• SHORT PROBLEM A: Please copy the passage on the Charedi press word for word, starting at "Groveis’ indeed accurately" and ending at "its secular counterparts.".
• SHORT PROBLEM B: Write what comes next in the commentary on Charedi journalism, picking up after its final sentence.

• EXTRACT TO READ:
┌──

In his article “With the Permission of God and Community,” Yisrael Groveis expertly outlines the development of Charedi journalism and calls for a rethinking of its guiding principles. From its formation as a defensive reaction to secular Hebrew publications, the Charedi press evolved from a thoughtful platform for scholarly debate to a more popular medium intended to offer general news, information, and entertainment.
Groveis’ indeed accurately describes the founding rationale of the Charedi press; yet he fails to address the larger role of the press in European society at the time and its place in the Jewish community in particular. The press functioned as a powerful tool for developing and disseminating ideas, creating a novel type of public space and debate culture. The emerging culture of reading and discussing newspaper items in cafes and elsewhere, and the sudden direct exposure to ideas for all quarters, fundamentally changed how ideas spread through society. This point is critical for understanding the role of journalism in Charedi society and how it differs from its secular counterparts.

└──

• LISTED ENTRIES:
┌──

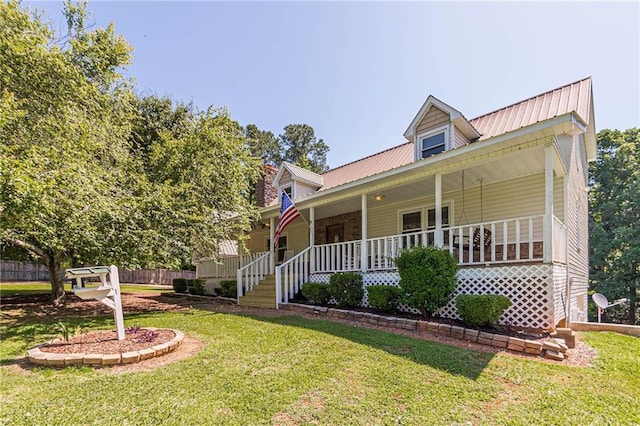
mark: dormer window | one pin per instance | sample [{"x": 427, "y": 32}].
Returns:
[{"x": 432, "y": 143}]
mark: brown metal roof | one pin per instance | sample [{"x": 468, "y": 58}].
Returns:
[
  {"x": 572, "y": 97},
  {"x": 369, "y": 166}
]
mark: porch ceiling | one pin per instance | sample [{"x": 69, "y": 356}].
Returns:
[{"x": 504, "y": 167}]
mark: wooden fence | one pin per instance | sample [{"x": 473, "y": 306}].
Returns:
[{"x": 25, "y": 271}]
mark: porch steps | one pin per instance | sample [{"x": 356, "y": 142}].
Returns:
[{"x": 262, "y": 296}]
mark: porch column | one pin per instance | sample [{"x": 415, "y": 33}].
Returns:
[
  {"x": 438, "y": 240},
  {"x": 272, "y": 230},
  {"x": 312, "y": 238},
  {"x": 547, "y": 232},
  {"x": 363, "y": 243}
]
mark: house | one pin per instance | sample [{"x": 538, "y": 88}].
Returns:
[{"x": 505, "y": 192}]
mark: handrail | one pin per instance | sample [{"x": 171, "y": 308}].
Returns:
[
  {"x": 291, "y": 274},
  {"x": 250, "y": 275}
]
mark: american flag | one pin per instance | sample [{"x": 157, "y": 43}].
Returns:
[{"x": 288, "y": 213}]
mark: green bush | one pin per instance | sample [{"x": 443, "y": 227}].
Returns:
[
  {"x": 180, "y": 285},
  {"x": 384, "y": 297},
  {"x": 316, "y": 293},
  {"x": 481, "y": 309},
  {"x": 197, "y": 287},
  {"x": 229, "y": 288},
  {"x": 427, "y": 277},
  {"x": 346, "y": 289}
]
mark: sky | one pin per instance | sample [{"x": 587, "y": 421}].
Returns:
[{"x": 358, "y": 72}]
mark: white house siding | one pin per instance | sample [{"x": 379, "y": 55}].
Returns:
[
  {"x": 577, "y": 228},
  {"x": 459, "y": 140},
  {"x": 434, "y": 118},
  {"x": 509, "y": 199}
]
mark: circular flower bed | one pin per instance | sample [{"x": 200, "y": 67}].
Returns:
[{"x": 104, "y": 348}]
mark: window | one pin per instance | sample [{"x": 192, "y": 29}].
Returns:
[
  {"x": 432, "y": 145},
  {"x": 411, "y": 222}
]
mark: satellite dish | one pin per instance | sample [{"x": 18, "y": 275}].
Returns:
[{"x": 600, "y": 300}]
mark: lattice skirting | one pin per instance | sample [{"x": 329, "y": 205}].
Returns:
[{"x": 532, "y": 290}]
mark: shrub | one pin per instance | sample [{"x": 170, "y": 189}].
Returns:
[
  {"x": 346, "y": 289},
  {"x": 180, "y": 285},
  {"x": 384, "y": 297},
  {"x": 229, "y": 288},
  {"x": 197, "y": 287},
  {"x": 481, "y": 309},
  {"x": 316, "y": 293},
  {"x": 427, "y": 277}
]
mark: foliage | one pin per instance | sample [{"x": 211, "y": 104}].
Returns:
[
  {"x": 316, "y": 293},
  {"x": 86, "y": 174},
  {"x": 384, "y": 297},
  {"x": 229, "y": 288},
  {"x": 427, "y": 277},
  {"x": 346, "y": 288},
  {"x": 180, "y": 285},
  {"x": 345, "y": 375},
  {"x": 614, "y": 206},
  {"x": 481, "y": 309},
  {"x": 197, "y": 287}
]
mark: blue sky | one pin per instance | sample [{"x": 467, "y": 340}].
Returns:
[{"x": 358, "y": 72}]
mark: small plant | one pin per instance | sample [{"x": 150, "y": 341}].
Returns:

└──

• EXERCISE RESULT A:
Groveis’ indeed accurately describes the founding rationale of the Charedi press; yet he fails to address the larger role of the press in European society at the time and its place in the Jewish community in particular. The press functioned as a powerful tool for developing and disseminating ideas, creating a novel type of public space and debate culture. The emerging culture of reading and discussing newspaper items in cafes and elsewhere, and the sudden direct exposure to ideas for all quarters, fundamentally changed how ideas spread through society. This point is critical for understanding the role of journalism in Charedi society and how it differs from its secular counterparts.

• EXERCISE RESULT B:
The Gradual Development of the Charedi Press
Charedi journalism has underdone a radical shift, from a non-partisan, apolitical press to being the mouthpiece of Da’as Torah, publicizing the messages of the rabbinic leaders and shaping its readers’ worldview. As Groveis rightly notes, the establishment of Yated Ne’eman by Rav Shach was a watershed event in the history of Charedi journalism. Until then, Charedi journalism sought to offer a “clean” alternative to secular journalism, but it did not take on the role of shaping public opinion or disseminating ideas and hashkafos. Rav Shach understood that to create a significant political force a newspaper was required that would serve as the party mouthpiece. With its founding, Yated introduced the idea of Charedi journalism as a potential shaper of public opinion.
Yet Yated’s creation was by no means a regression in the mission of Charedi journalism. In fact, Yated elevated the role of the Charedi press, from the sole purpose of providing news to a tool for shaping public opinion. This represented a maturation of the Charedi press and the community’s acceptance of journalism’s role in modern society. Rav Shach understood that significant political power in the modern world requires a newspaper.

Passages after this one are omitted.